=== Page excerpt ===
Eat whenever you are hungry, but make sure you are really hungry.  Eat meat or whole eggs or a combo of meat and eggs.


----------



## tri-terror (Apr 4, 2013)

Sorry had to go for a minute but wanted to finish up:

Training should be higher volume and frequent.  Were not trying to break strength PR's right now.  You should lift moderate weights in the 8-12 rep range.  Start light and maybe do something like 12/10/8/8.  3 or 4 exercises for bigger muscles and 2 for small ones.  Calves should always be worked for 20 reps.
Chest/back/calves, quads/hams, delts/arms/calves works good.  You can do 3 on one off.


----------



## Enigmatic707 (Apr 4, 2013)

Without going into a whole protocol I just wanted to share a point that for my body type and how I've learned what works for me-

Upping my over all cardio and caloric output tends to drop too much muscle mass for me personally. But devoting a single day to cardio and glycogen depletion is a tool that I can use where I drop a pound of fat here and there and manage to maintain quite a bit of lean mass. I'm essentially talking about carb cycling, but I don't tend to do the 3/1 or 4/1 split that I see most do, for me a 5/1 with a ramping of calories and lifting protocol tends to provide much more muscle sparing than the constant cycling.

Another over simplified way of putting it is that I try to lose a lot of fat one day per week, then go back to diet as normal the other 6 days. For me this works well.


----------
===
| Short task 1 |
Translate this sentence from the forum thread into Spanish: "Calves should always be worked for 20 reps."
The entries that follow are unrelated to the forum thread.
=== Supplied data ===
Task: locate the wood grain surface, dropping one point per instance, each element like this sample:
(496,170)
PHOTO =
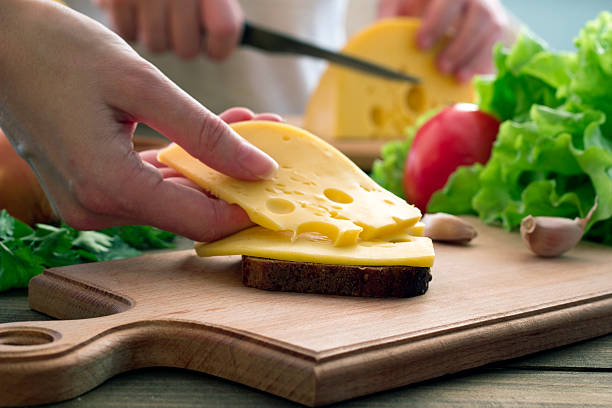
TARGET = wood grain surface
(487,302)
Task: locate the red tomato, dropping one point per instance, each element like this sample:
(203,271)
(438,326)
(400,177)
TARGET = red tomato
(459,135)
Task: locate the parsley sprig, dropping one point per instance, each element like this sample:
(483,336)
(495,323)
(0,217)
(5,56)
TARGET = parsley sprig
(25,252)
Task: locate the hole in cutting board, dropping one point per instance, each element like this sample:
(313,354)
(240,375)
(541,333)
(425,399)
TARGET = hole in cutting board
(31,336)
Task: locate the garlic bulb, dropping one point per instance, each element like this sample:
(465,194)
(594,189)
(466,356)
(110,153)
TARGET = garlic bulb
(448,228)
(553,236)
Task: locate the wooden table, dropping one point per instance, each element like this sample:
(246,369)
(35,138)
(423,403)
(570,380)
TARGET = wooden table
(576,375)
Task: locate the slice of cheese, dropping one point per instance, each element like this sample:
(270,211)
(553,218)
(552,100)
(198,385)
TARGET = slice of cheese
(351,104)
(316,189)
(401,249)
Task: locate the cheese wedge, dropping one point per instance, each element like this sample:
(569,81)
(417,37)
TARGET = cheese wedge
(351,104)
(401,249)
(317,188)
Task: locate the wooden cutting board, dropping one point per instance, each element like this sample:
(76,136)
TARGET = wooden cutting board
===
| Short task 2 |
Render the entries from the line containing "Task: locate the wooden cutting" through the end of the entries as a Markdown table with the columns n and Line, giving each line its row number and leaving out any blank lines.

| Correct output 1 |
Las pantorrillas siempre deben trabajarse con 20 repeticiones.

| Correct output 2 |
| n | Line |
|---|---|
| 1 | Task: locate the wooden cutting board, dropping one point per instance, each element like this sample: |
| 2 | (76,136) |
| 3 | TARGET = wooden cutting board |